• **TASK DESCRIPTION**: Name every item that the passage on the Bailadila mine raid says the coffee-can bombs are stuffed with.

• **SELECTED EXTRACT**:
The guards were protecting not only $80 billion-plus worth of mineral deposits, but also the mine’s explosives magazine, which held the ammonium nitrate the miners used to pulverize mountainsides and loosen the iron ore. When the fighting was over and the surviving guards rounded up and gagged, about 2,000 villagers who had been hiding behind the commando vanguard clambered over the fence into the compound and began emptying the magazine. Altogether they carried out 20 tons of explosives on their backs — enough firepower to fuel a covert insurgency for a decade.
Four and a half years after the attack in the remote Indian state of Chhattisgarh, the blasting materials have spread across the country, repackaged as 10-pound coffee-can bombs stuffed with ball bearings, screws, and chopped-up rebar. In May, one villager’s haul vaporized a bus filled with civilians and police. Another destroyed a section of railway later that month, sending a passenger train careening off the tracks into a ravine. Smaller ambushes of police forces on booby-trapped roads happen pretty much every week. Almost all of it, local police told us, can be traced back to that February night.
The Bailadila mine raid was one of India’s most profound strategic losses in the country’s protracted battle against its Maoist movement, a militant guerrilla force that has been fighting in one incarnation or another in India’s rural backwaters for more than 40 years. Over the course of the half-dozen visits we’ve made to the region during the past several years, we’ve come to consider the attack on the mine not just one defeat in the long-running war, but a symbolic shift in the conflict: For years, the Maoists had lived in the shadow of India’s breakneck modernization. Now they were thriving off it.

• **EXTRACTED INFORMATION**:
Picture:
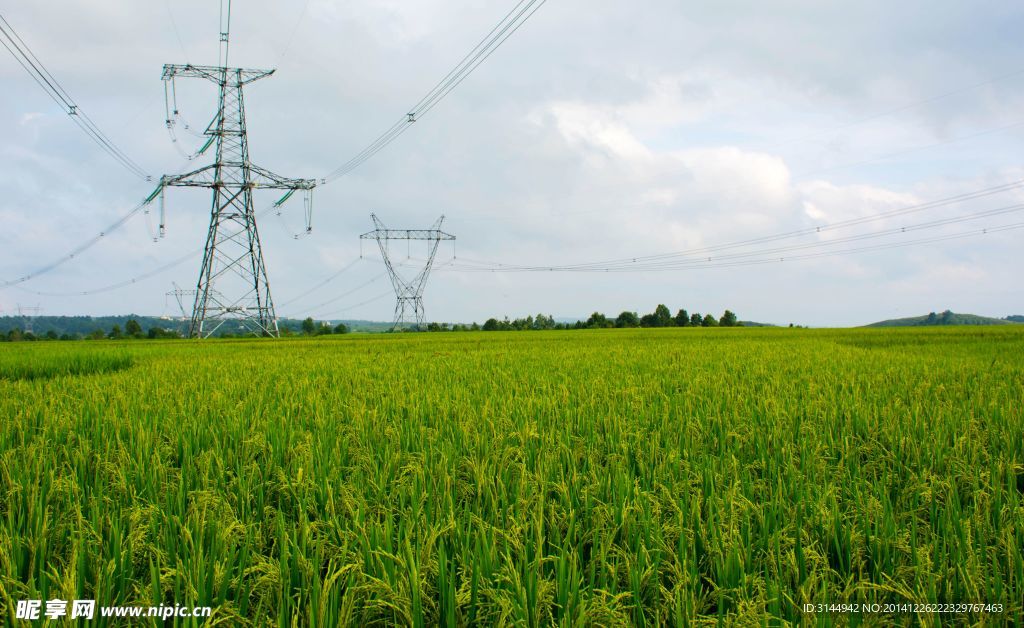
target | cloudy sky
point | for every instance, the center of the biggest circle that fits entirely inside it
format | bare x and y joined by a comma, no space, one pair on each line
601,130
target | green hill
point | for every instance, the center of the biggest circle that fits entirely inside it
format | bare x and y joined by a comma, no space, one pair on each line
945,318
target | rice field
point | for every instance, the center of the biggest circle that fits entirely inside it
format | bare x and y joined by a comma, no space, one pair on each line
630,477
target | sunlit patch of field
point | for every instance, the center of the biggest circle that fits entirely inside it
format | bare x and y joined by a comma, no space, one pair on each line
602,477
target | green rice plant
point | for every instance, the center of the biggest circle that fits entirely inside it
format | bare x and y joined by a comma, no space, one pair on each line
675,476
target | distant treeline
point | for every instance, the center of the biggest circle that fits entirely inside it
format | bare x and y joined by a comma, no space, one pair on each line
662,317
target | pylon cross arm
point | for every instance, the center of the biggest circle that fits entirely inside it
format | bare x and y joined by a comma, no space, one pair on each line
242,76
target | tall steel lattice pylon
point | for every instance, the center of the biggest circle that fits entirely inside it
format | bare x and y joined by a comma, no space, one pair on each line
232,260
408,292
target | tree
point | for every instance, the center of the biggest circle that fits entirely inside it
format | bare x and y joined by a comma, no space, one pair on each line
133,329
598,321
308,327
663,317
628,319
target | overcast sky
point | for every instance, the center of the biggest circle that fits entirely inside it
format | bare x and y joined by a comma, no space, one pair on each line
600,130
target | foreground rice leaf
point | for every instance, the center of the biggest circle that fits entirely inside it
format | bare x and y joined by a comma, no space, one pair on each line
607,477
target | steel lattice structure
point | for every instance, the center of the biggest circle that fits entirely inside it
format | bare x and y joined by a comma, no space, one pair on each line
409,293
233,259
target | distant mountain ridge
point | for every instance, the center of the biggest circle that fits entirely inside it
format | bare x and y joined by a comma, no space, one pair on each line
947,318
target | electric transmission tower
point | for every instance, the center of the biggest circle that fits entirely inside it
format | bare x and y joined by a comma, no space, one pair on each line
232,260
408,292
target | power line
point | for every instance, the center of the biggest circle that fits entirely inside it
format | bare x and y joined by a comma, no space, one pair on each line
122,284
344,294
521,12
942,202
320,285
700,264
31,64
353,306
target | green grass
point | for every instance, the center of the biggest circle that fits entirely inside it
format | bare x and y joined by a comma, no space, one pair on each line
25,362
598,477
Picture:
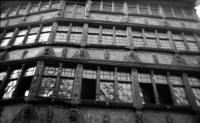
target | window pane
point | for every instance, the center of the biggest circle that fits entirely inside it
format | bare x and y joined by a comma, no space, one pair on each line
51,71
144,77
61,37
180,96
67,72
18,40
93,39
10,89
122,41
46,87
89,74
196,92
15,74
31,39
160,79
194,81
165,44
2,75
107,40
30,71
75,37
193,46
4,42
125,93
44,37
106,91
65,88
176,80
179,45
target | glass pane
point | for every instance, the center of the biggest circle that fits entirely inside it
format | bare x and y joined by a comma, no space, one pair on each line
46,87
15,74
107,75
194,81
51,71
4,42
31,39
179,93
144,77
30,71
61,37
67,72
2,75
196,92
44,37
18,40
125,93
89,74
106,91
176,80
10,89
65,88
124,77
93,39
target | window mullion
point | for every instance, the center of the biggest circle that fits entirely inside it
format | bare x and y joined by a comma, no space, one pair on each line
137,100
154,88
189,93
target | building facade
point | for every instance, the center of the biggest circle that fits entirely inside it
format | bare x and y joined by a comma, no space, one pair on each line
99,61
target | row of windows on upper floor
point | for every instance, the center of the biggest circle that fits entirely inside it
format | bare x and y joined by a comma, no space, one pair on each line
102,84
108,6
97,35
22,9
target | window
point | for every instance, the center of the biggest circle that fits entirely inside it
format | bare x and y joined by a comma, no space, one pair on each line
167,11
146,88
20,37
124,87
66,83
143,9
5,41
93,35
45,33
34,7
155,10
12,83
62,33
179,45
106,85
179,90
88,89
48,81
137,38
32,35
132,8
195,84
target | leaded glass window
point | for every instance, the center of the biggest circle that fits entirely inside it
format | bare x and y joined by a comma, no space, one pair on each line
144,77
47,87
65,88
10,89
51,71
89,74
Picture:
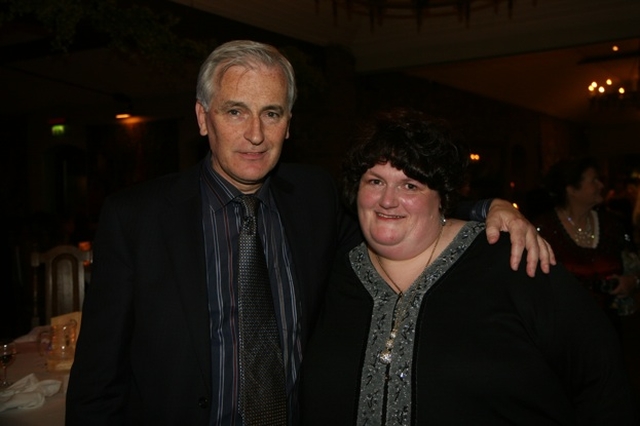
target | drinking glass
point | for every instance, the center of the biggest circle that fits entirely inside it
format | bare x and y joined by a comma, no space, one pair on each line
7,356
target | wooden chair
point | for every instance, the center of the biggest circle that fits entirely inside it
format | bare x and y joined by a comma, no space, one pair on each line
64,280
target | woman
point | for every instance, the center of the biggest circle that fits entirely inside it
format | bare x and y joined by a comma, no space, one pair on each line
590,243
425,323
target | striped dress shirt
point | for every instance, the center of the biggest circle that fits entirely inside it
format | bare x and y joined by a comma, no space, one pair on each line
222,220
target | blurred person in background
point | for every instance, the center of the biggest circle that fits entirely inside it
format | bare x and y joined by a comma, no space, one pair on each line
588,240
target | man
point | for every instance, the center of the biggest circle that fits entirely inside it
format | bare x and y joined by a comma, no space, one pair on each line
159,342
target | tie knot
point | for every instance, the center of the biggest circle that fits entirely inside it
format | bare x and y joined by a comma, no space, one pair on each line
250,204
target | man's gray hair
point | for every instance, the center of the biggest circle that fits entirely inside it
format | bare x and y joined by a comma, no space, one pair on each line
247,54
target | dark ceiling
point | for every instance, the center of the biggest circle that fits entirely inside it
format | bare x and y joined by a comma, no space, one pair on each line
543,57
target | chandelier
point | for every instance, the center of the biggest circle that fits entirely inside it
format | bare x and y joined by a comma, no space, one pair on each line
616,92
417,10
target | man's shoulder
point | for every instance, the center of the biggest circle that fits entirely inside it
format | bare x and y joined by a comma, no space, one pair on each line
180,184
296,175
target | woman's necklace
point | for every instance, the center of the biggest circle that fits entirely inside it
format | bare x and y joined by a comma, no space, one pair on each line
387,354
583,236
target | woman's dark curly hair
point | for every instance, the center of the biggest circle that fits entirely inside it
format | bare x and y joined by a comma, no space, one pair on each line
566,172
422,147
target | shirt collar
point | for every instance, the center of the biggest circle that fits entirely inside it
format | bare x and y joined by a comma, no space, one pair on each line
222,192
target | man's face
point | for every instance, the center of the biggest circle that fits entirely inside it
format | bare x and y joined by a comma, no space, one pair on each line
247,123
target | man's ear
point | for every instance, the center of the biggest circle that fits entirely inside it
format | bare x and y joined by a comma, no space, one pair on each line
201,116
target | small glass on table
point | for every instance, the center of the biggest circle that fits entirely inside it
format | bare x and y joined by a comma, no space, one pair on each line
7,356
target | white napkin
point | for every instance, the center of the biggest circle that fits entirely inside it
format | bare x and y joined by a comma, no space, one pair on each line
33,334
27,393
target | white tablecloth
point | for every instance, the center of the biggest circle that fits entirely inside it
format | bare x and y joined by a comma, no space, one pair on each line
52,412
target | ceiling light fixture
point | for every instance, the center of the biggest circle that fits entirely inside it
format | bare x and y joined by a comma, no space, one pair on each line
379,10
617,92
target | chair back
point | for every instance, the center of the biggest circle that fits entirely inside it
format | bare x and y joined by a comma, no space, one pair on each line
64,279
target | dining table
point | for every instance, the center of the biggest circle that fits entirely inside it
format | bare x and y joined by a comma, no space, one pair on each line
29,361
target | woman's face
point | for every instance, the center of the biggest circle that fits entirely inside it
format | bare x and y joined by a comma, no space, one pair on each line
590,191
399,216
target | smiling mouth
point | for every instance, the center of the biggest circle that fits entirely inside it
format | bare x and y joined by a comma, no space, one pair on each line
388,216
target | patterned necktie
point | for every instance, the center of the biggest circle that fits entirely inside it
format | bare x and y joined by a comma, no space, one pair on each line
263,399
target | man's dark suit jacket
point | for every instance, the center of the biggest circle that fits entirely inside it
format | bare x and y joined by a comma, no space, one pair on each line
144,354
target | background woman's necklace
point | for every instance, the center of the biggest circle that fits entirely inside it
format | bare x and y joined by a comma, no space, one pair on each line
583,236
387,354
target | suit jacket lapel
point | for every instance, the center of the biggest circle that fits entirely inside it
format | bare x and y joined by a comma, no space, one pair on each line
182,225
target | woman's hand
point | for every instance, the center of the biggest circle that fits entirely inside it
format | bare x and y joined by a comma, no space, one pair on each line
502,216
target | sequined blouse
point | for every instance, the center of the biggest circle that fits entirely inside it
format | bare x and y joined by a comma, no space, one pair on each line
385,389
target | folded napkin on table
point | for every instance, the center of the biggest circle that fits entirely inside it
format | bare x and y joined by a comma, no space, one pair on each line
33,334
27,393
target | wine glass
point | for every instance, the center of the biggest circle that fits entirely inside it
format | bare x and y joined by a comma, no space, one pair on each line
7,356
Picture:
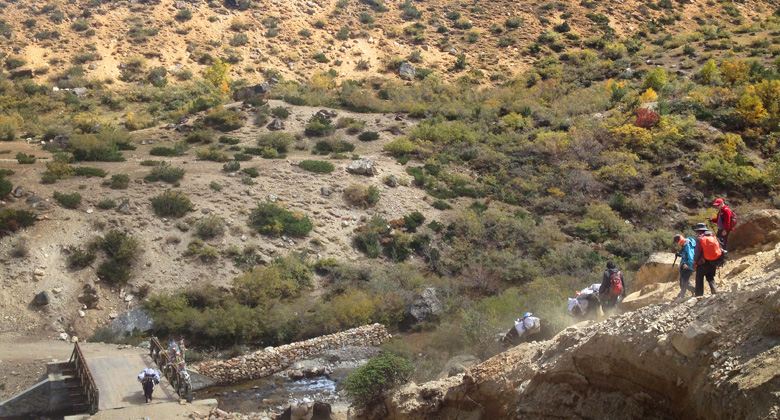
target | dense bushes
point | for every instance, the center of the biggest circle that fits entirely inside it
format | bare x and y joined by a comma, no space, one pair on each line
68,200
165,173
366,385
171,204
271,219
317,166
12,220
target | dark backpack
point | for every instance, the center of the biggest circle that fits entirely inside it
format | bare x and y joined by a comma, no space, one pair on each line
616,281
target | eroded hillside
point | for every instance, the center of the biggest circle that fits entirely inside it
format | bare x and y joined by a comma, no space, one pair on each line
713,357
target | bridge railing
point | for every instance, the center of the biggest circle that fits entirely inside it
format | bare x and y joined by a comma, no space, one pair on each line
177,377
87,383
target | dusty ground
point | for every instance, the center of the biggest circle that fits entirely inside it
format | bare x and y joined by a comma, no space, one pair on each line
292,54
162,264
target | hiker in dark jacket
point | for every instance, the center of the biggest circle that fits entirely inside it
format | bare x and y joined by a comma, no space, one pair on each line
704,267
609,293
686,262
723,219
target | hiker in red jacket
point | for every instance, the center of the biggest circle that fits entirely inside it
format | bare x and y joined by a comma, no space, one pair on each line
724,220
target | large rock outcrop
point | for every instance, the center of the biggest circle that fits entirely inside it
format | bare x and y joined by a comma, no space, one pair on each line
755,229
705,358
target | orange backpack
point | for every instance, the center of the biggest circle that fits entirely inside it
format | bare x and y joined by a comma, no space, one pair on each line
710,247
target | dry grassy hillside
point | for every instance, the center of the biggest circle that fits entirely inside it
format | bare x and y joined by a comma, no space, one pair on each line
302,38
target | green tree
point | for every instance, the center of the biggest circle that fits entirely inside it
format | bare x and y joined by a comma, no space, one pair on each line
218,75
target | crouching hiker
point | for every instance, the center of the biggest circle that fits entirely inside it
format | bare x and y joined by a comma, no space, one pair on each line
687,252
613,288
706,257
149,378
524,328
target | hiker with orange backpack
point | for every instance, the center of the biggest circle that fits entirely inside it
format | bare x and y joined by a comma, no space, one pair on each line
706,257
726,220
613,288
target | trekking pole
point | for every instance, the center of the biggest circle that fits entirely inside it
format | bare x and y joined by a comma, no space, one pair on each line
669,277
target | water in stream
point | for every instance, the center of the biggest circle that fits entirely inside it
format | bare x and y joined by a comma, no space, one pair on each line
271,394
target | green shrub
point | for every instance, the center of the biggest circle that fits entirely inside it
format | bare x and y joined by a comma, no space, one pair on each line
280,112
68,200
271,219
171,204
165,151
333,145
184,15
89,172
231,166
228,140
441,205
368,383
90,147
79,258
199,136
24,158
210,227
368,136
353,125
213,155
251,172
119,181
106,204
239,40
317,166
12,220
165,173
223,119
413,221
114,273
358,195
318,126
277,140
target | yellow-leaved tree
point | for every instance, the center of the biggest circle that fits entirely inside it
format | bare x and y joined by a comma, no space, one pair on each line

• **WRITTEN ANSWER**: Ball bearings, screws, and chopped-up rebar.